** BEGIN **
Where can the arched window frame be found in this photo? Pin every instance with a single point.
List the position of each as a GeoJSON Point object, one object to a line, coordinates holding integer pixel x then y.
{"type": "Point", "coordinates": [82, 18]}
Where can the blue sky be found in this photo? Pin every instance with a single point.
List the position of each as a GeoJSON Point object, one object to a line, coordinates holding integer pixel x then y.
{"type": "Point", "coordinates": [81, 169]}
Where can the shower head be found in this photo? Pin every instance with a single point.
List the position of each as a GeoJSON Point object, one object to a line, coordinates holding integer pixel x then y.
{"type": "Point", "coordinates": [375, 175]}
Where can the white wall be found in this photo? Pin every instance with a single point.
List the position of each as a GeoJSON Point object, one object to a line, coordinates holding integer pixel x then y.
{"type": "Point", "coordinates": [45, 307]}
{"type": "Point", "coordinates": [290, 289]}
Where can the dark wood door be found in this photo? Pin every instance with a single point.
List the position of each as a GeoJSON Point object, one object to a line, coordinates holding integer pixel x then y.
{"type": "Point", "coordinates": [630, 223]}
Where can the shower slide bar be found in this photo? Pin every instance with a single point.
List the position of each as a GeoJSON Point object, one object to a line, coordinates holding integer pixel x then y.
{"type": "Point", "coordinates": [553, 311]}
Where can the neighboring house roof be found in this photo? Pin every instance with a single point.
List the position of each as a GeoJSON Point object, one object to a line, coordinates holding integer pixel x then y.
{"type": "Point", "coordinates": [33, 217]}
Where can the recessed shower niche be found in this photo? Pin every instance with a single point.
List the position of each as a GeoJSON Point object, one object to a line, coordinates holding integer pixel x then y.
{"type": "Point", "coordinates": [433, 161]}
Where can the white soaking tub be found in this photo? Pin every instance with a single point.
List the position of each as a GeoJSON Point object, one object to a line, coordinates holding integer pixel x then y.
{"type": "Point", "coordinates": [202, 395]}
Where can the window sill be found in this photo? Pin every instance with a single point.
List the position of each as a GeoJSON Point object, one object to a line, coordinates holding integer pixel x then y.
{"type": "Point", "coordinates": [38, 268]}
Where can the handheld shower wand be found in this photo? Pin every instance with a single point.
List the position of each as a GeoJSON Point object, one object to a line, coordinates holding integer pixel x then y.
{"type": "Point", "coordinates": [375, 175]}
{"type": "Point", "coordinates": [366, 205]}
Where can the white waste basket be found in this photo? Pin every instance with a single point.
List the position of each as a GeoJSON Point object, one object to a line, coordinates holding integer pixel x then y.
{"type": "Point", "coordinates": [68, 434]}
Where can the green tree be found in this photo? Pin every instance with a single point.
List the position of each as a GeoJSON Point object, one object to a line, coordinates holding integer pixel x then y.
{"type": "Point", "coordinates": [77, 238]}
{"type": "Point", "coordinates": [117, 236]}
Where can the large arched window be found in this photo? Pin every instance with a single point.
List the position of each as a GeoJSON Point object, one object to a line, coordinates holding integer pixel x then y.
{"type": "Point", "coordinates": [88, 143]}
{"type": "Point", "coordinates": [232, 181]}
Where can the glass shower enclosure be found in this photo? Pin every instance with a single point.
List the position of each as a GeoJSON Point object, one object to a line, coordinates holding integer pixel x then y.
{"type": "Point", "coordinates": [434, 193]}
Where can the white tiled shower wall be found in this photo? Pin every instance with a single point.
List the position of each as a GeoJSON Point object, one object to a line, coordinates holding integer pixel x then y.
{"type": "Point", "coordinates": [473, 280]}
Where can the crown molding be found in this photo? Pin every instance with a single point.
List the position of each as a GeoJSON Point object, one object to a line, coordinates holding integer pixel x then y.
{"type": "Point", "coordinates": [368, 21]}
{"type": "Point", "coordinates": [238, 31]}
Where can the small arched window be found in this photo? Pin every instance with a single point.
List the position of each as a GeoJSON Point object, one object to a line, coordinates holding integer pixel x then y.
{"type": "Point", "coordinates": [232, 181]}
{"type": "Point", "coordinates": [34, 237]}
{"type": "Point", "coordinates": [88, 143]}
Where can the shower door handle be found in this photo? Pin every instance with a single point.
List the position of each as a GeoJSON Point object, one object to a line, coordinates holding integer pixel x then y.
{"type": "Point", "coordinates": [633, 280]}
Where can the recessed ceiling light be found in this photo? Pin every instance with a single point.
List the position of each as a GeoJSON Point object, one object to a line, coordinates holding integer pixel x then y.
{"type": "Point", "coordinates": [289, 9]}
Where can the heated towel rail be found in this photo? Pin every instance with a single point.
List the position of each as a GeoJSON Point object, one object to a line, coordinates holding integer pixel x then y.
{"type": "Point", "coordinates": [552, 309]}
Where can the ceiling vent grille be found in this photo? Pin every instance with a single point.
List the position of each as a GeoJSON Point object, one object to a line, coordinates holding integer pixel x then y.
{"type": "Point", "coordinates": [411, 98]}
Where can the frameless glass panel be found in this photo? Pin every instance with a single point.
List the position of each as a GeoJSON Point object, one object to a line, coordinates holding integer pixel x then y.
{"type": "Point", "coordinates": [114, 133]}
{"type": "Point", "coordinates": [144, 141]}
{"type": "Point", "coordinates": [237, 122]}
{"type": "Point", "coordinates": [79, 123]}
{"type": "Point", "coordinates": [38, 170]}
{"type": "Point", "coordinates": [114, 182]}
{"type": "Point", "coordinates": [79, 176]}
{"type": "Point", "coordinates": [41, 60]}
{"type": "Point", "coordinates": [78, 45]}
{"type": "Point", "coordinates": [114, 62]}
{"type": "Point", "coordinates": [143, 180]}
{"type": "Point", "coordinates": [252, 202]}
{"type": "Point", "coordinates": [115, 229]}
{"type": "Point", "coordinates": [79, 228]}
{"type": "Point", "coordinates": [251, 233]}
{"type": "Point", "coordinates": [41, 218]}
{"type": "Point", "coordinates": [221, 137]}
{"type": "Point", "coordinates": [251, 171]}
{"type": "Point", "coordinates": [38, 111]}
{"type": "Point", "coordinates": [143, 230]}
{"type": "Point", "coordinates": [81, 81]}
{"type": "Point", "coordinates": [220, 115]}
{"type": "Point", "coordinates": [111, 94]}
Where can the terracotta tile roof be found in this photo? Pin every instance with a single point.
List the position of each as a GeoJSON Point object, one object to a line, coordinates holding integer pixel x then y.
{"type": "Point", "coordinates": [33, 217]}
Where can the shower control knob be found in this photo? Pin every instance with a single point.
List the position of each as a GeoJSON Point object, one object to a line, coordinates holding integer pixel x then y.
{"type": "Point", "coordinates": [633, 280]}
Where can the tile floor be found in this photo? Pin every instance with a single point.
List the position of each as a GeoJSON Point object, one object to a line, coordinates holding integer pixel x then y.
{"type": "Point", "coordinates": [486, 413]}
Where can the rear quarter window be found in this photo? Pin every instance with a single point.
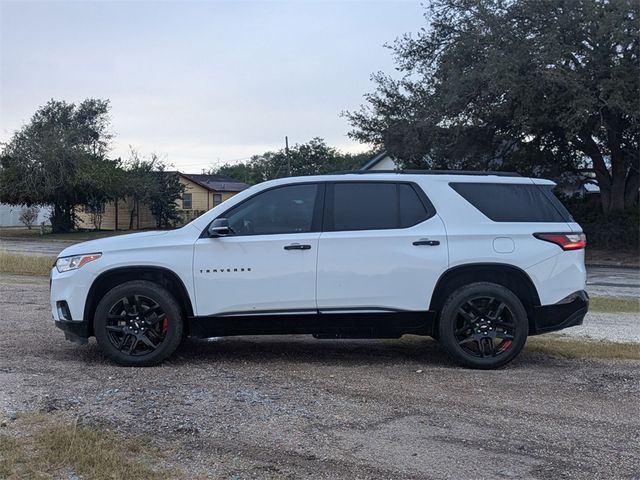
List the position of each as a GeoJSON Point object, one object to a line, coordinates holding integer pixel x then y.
{"type": "Point", "coordinates": [504, 202]}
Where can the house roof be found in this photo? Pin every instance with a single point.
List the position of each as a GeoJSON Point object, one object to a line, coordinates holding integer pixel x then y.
{"type": "Point", "coordinates": [218, 183]}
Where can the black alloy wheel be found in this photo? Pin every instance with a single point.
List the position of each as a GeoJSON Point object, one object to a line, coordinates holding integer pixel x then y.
{"type": "Point", "coordinates": [138, 323]}
{"type": "Point", "coordinates": [483, 325]}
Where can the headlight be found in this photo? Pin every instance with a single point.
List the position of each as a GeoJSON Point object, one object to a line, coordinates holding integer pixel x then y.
{"type": "Point", "coordinates": [65, 264]}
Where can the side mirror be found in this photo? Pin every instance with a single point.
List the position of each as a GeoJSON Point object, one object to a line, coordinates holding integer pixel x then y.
{"type": "Point", "coordinates": [219, 228]}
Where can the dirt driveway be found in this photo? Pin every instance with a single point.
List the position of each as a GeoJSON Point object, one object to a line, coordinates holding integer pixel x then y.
{"type": "Point", "coordinates": [295, 407]}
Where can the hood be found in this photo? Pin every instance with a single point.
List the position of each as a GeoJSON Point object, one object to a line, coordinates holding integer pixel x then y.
{"type": "Point", "coordinates": [119, 242]}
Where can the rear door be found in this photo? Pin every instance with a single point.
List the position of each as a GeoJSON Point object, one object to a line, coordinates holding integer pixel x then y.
{"type": "Point", "coordinates": [383, 248]}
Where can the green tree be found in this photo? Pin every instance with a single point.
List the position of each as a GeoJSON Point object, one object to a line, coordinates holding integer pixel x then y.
{"type": "Point", "coordinates": [544, 86]}
{"type": "Point", "coordinates": [312, 158]}
{"type": "Point", "coordinates": [51, 160]}
{"type": "Point", "coordinates": [149, 182]}
{"type": "Point", "coordinates": [165, 191]}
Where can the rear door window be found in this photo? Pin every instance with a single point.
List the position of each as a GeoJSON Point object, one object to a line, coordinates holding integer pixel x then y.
{"type": "Point", "coordinates": [373, 206]}
{"type": "Point", "coordinates": [504, 202]}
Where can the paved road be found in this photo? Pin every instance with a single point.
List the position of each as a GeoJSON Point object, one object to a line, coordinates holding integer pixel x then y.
{"type": "Point", "coordinates": [295, 407]}
{"type": "Point", "coordinates": [613, 282]}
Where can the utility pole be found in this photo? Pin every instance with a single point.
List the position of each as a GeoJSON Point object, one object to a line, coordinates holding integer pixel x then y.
{"type": "Point", "coordinates": [286, 150]}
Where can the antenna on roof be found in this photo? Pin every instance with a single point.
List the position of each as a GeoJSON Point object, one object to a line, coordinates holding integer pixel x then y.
{"type": "Point", "coordinates": [286, 149]}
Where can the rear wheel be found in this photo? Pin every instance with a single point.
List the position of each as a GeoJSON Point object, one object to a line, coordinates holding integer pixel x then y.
{"type": "Point", "coordinates": [138, 323]}
{"type": "Point", "coordinates": [483, 325]}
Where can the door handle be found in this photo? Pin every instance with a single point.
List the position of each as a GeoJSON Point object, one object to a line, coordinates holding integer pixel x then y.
{"type": "Point", "coordinates": [297, 246]}
{"type": "Point", "coordinates": [425, 241]}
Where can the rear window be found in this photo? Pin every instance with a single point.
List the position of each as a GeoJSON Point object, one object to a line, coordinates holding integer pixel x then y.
{"type": "Point", "coordinates": [503, 202]}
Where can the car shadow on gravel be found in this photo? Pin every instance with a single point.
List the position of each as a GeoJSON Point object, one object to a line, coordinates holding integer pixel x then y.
{"type": "Point", "coordinates": [305, 349]}
{"type": "Point", "coordinates": [300, 349]}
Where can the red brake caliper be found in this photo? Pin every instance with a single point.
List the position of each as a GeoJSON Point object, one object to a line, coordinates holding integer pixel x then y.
{"type": "Point", "coordinates": [505, 345]}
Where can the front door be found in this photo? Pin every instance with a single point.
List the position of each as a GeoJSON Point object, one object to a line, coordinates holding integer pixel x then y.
{"type": "Point", "coordinates": [268, 263]}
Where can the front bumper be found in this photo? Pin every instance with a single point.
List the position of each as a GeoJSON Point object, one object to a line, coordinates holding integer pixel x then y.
{"type": "Point", "coordinates": [569, 312]}
{"type": "Point", "coordinates": [76, 332]}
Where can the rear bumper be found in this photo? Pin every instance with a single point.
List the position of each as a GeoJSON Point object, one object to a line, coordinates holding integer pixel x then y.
{"type": "Point", "coordinates": [569, 312]}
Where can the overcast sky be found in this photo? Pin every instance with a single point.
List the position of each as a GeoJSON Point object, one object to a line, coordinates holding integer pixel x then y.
{"type": "Point", "coordinates": [200, 82]}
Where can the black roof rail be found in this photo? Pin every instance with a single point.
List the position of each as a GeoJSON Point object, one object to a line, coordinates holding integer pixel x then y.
{"type": "Point", "coordinates": [431, 172]}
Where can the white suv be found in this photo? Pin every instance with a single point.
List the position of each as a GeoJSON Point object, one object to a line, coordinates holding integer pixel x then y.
{"type": "Point", "coordinates": [476, 260]}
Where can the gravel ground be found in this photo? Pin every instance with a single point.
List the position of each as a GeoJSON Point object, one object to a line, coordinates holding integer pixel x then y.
{"type": "Point", "coordinates": [295, 407]}
{"type": "Point", "coordinates": [619, 327]}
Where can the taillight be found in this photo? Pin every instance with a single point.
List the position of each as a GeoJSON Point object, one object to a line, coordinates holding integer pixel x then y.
{"type": "Point", "coordinates": [566, 241]}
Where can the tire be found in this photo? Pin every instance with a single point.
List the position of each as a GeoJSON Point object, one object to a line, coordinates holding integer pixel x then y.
{"type": "Point", "coordinates": [131, 339]}
{"type": "Point", "coordinates": [483, 325]}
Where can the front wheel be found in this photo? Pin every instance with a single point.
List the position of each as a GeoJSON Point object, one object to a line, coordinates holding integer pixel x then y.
{"type": "Point", "coordinates": [483, 325]}
{"type": "Point", "coordinates": [138, 323]}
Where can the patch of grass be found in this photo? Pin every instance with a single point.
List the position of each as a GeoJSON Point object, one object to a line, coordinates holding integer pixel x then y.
{"type": "Point", "coordinates": [614, 305]}
{"type": "Point", "coordinates": [25, 264]}
{"type": "Point", "coordinates": [73, 237]}
{"type": "Point", "coordinates": [53, 447]}
{"type": "Point", "coordinates": [612, 257]}
{"type": "Point", "coordinates": [558, 346]}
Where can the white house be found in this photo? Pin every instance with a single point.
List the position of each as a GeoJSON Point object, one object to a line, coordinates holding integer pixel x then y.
{"type": "Point", "coordinates": [10, 214]}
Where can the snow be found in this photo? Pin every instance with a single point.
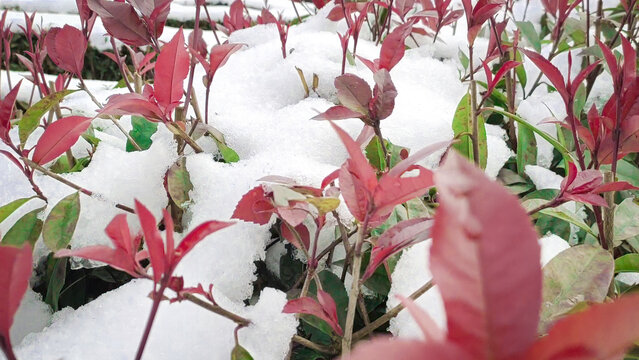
** END **
Goal
Locate every line of the rows that contains the word "rear", and copy each one out in full.

Answer for the task
Where can the rear quarter window be found in this photo? Pin every instance with a single point.
Where can the rear door be found in this photo? Pin every instance with a single point.
Where can the rear door window be found in this photo? Pin every instance with a single point.
Where can the rear wheel be found in this photo? Pin every instance with a single point.
Where can the rear window be found in this photo? Pin every instance with a single point.
Where can the rear bumper be found in this photo? Pin every instance with a single point.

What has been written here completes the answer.